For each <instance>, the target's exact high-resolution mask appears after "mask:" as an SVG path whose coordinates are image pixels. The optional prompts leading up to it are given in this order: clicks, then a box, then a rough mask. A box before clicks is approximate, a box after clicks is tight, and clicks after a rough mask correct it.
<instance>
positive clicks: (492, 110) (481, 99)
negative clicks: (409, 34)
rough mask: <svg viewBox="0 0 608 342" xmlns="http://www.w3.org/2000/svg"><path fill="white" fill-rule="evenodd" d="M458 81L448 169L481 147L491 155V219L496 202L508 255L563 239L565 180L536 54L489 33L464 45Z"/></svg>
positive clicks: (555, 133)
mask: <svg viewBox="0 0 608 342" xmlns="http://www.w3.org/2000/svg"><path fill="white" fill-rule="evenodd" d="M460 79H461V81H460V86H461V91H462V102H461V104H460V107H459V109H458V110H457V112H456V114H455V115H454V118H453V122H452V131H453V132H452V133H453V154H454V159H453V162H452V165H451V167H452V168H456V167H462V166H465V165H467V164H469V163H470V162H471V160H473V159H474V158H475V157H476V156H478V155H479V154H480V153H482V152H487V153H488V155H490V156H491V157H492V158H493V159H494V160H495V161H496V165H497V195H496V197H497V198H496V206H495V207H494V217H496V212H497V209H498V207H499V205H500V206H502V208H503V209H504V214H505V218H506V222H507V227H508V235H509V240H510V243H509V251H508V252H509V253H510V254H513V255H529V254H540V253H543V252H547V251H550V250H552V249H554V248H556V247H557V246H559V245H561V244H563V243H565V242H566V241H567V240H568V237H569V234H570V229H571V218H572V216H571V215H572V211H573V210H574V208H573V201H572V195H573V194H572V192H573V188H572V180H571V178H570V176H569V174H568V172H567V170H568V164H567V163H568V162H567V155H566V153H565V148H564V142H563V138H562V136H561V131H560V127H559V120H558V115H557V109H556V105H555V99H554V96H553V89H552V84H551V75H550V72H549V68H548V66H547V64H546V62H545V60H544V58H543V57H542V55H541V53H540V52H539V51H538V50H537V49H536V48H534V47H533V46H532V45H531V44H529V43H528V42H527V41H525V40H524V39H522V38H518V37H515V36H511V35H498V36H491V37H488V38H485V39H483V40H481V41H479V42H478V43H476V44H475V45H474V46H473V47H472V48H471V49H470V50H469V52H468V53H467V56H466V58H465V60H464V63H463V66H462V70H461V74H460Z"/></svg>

Work instruction: Return every line from the entries above that includes the word "rough".

Answer space:
For each <instance>, the target's exact high-resolution mask appears after "mask:" as an SVG path whose coordinates are image pixels. The optional prompts leading up to it are given in this order: clicks, then a box, then a rough mask. A box before clicks is approximate, a box after clicks is tight, and clicks after a rough mask correct it.
rough mask: <svg viewBox="0 0 608 342" xmlns="http://www.w3.org/2000/svg"><path fill="white" fill-rule="evenodd" d="M458 81L448 169L481 147L491 155V219L496 202L508 255L563 239L565 180L536 54L489 33L464 45Z"/></svg>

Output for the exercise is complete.